--- Dataset ---
- Opening Delimiter -

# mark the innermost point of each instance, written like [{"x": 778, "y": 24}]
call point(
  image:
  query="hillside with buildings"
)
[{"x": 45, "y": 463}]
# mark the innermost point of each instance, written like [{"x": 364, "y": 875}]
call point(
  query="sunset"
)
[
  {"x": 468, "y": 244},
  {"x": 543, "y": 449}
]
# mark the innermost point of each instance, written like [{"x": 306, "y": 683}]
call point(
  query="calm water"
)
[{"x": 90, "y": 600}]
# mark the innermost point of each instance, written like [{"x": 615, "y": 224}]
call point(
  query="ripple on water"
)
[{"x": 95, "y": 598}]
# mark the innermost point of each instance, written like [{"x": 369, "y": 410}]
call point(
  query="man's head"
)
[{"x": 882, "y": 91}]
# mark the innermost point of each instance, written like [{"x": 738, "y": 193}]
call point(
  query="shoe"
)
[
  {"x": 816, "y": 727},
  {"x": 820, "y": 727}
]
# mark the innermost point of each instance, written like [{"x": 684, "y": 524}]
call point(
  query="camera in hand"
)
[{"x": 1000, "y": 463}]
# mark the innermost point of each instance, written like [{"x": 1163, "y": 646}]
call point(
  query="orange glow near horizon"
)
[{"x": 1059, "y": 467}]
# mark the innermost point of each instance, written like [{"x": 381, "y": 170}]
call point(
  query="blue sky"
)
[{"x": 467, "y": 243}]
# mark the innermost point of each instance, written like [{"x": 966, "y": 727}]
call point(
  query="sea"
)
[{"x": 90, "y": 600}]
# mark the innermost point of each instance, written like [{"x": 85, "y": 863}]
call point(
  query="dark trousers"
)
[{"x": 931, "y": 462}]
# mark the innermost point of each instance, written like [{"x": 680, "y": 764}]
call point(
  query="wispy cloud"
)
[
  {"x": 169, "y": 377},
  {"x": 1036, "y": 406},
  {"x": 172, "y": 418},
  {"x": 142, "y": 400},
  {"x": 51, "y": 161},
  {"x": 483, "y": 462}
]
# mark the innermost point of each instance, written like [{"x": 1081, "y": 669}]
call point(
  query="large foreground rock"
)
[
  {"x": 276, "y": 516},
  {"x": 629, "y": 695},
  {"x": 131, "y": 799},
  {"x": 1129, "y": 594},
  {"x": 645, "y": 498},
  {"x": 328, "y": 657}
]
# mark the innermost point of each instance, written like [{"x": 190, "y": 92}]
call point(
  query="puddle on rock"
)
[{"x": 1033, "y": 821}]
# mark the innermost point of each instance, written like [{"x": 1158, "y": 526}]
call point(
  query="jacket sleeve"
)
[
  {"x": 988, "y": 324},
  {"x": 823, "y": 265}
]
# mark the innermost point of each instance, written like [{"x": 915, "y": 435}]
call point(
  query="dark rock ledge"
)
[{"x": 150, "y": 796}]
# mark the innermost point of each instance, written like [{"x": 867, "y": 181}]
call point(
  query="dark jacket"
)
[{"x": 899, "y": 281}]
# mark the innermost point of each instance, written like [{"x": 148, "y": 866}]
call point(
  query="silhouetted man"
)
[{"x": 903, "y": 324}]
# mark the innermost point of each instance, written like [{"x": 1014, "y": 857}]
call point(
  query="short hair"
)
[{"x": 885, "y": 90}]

- Closing Delimiter -

Send back the complete listing, identical to the original in every line.

# mark the innermost point of each instance, written like [{"x": 778, "y": 24}]
call point(
  image:
  query="hillside with buildings"
)
[{"x": 45, "y": 463}]
# mark the innermost point of each instance, written like [{"x": 364, "y": 875}]
call point(
  query="sunset"
)
[
  {"x": 468, "y": 244},
  {"x": 543, "y": 449}
]
# mark the innermost point of each instance, written like [{"x": 306, "y": 683}]
call point(
  query="calm water"
)
[{"x": 90, "y": 600}]
# mark the innermost point of each instance, written like [{"x": 615, "y": 224}]
call point(
  query="ripple on water"
)
[{"x": 95, "y": 598}]
# mark the innermost point of each instance, written like [{"x": 369, "y": 410}]
call point(
  query="man's head"
)
[{"x": 882, "y": 91}]
# mark the innermost point of each instance, written like [{"x": 738, "y": 193}]
call point(
  query="shoe"
)
[
  {"x": 816, "y": 727},
  {"x": 820, "y": 727}
]
# mark the innermost point of each instance, written like [{"x": 684, "y": 524}]
call point(
  query="camera in hand"
)
[{"x": 1000, "y": 463}]
# mark the innermost point of each instance, written like [{"x": 1163, "y": 646}]
call point(
  query="orange glow near horizon"
)
[{"x": 1059, "y": 467}]
# mark the innermost point of each instance, written like [{"x": 381, "y": 170}]
call point(
  query="blue sky"
)
[{"x": 467, "y": 243}]
# mark the innermost point of each instance, written like [{"x": 966, "y": 727}]
call point(
  query="sea"
)
[{"x": 90, "y": 600}]
# mark the innermost point of each instance, written like [{"x": 85, "y": 863}]
call point(
  query="dark trousers"
)
[{"x": 931, "y": 462}]
# mark the innermost point of each instance, written like [{"x": 680, "y": 764}]
call point(
  query="wispy cloud"
)
[
  {"x": 169, "y": 377},
  {"x": 1036, "y": 406},
  {"x": 172, "y": 418},
  {"x": 142, "y": 400},
  {"x": 51, "y": 161},
  {"x": 483, "y": 462}
]
# mark the innermost point of each instance, written like [{"x": 1081, "y": 669}]
call point(
  query="large foreground rock"
)
[
  {"x": 276, "y": 516},
  {"x": 629, "y": 695},
  {"x": 131, "y": 799},
  {"x": 1129, "y": 594},
  {"x": 645, "y": 498},
  {"x": 328, "y": 657}
]
# mark the innermost point of each instance, written like [{"x": 190, "y": 92}]
call point(
  query="puddle on rock"
)
[{"x": 1033, "y": 821}]
# mark the innermost point of each instance, written like [{"x": 1158, "y": 526}]
call point(
  query="jacket sleeve"
)
[
  {"x": 988, "y": 324},
  {"x": 823, "y": 265}
]
# mark the innermost point of each instance, written like [{"x": 915, "y": 435}]
call point(
  query="dark rock ledge"
)
[{"x": 150, "y": 796}]
# mark the innermost point of each instance, written like [{"x": 867, "y": 181}]
call point(
  query="dark jacket"
)
[{"x": 899, "y": 281}]
# mark the innermost point of each instance, written like [{"x": 148, "y": 866}]
call point(
  query="silhouetted man"
)
[{"x": 903, "y": 324}]
# mark the innermost point of each instance, written like [{"x": 1014, "y": 857}]
call point(
  query="short hair"
)
[{"x": 885, "y": 90}]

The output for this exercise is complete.